* _작성 요청_
아래 기록 전부를 열 이름이 "입력"과 "출력"인 두 열짜리 CSV로 다시 작성하고, 기록 하나당 한 행에 그 기록의 글과 답을 각각 큰따옴표로 묶은 한 필드로 넣되 줄바꿈은 공백으로 바꾸세요. 결과물에는 그림을 넣지 마세요.

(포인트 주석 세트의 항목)

===

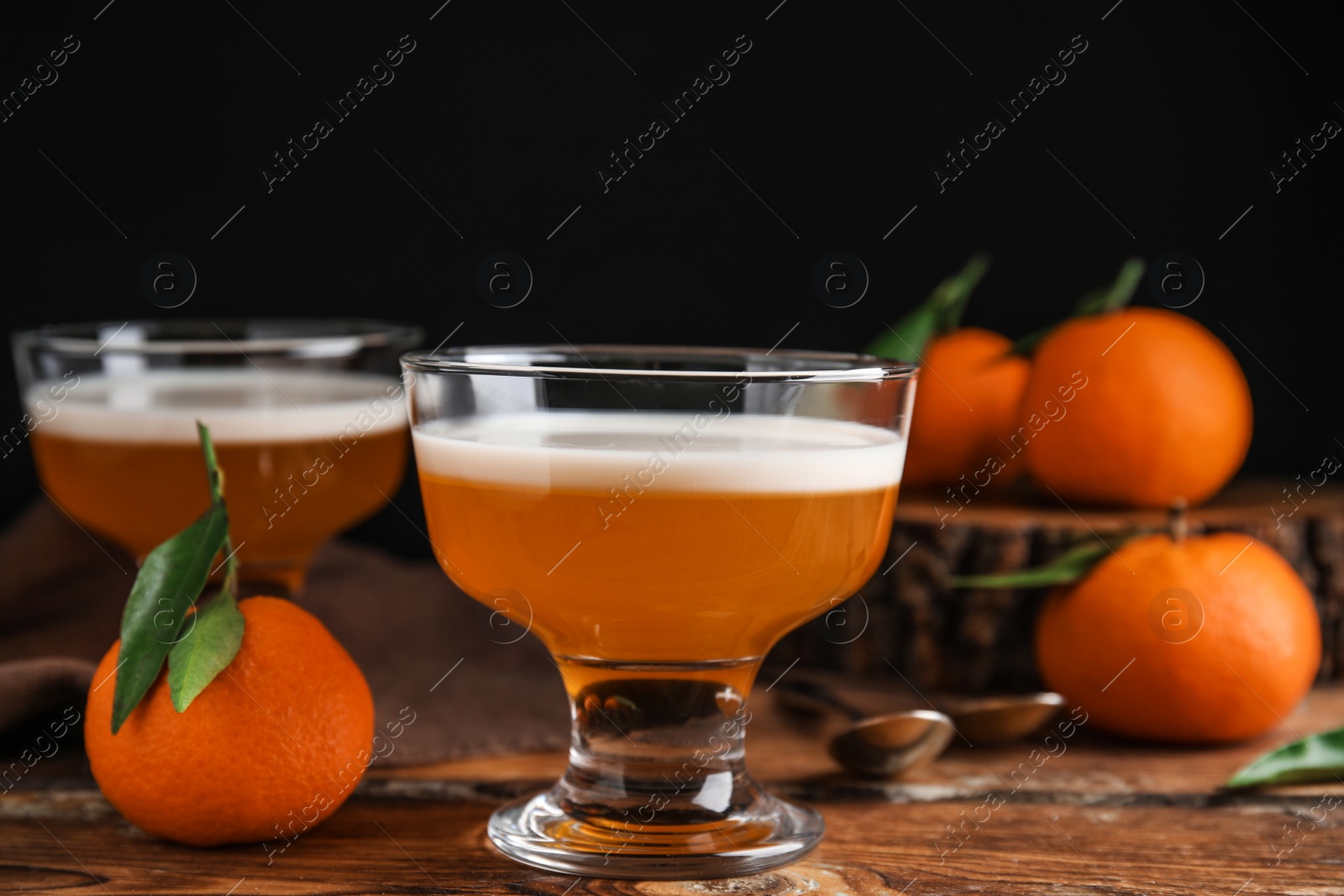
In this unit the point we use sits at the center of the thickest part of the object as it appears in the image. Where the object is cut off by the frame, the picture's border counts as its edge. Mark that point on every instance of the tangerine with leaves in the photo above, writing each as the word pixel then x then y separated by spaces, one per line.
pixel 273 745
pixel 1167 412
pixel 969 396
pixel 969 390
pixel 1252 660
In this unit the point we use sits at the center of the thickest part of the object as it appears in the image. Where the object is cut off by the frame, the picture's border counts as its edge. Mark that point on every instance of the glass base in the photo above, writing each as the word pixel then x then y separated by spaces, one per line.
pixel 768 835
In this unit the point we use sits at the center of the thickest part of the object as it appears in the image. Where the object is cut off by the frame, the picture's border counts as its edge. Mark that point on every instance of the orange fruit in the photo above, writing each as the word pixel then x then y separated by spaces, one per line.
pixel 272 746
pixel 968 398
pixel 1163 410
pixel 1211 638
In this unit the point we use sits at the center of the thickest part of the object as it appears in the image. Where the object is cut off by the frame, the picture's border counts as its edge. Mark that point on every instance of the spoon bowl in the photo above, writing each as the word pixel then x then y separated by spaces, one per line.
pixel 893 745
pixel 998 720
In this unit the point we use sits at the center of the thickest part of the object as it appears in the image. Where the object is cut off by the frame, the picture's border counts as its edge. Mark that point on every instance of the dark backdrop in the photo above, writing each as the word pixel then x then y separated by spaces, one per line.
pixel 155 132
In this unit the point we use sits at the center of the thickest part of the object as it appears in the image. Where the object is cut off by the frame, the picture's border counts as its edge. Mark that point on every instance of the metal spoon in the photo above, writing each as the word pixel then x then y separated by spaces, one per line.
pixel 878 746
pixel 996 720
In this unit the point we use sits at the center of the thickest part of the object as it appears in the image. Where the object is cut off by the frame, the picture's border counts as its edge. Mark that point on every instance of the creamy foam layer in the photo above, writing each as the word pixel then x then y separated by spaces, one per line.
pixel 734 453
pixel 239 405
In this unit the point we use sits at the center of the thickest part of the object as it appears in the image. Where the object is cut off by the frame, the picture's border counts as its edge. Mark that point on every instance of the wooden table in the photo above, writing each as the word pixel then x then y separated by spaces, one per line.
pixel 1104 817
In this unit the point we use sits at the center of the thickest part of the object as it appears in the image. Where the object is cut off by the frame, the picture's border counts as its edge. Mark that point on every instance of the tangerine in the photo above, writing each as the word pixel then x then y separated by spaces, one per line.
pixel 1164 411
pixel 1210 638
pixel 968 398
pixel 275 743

===

* _작성 답변_
입력,출력
"In this unit the point we use sits at the center of the thickest part of the object as it appears in the image. Where the object is cut off by the frame, the picture's border counts as its edge. Mark that point on every instance of the tangerine with leaves in the photo above, writing each as the word pixel then x then y separated by spaces, one per line.","pixel 273 745 pixel 1167 412 pixel 969 396 pixel 969 390 pixel 1252 660"
"In this unit the point we use sits at the center of the thickest part of the object as it appears in the image. Where the object is cut off by the frame, the picture's border counts as its edge. Mark that point on every instance of the glass base in the photo above, writing each as the word pixel then x then y separated by spaces, one per line.","pixel 768 835"
"In this unit the point we use sits at the center of the thickest part of the object as it appears in the image. Where the object is cut off by the frame, the picture's border counts as its edge. Mark that point on every instance of the orange fruit in the photo above, writing each as the word pixel then x then y separated by spaces, one per line.","pixel 272 746 pixel 968 398 pixel 1163 410 pixel 1211 638"
"In this unit the point we use sits at the center of the thickest part of the object as it appears in the image. Where the object is cut off by the frame, the picture's border counts as its edge. Mark that point on every instance of the spoon bowl in the photo above, writing each as the word pixel then x then y separated by spaces, one per line.","pixel 893 745 pixel 998 720"
"In this unit the point we use sits at the center of the thickest part of the object as it appears in the image. Where the object is cut off by the frame, the picture's border counts as its edge. Mark that point on every instance of the dark backdrop in the photo above, writing each as the word pixel then x then y separated by spaces, one per line.","pixel 155 132"
"In this unit the point we use sits at the center of the thickest part of the object as it appears in the image. Where the object is cut off by the frame, the picture's border counts as its edge. Mark that point on every instance of the metal spoon in the photo above, writing each as the word pixel then x then y separated by spaces, one per line.","pixel 878 746 pixel 996 720"
"In this unit the point we use sits at the center of the thickest part of the object as it appears in the image. Where the object is cut off by the frame, the picture's border counts as its edge. Mark that point on every instance of the creamy foam layer in the photo above, writing each as the word pixel then x then y separated by spaces, one per line.","pixel 734 453 pixel 239 405"
"In this unit the point we use sits at the center of the thickest part of the object as it appears in the image. Where the object is cut off by the frame, the picture's border counts as its edge. Mark that point on every instance of the wooden table in the photo above, writing each as the word pixel then x then y separated by spaces, one per line.","pixel 1104 817"
"In this unit the point we use sits at the center of the thickest part of the object as it appears in the image. Where the object is cut off by the frame, the picture's border counts as its edge. Mark that point on every instance of the tangerine in the photo above, writing each as the word pixel then x then y separated by spaces, one per line.","pixel 1164 411 pixel 1210 638 pixel 968 398 pixel 275 743"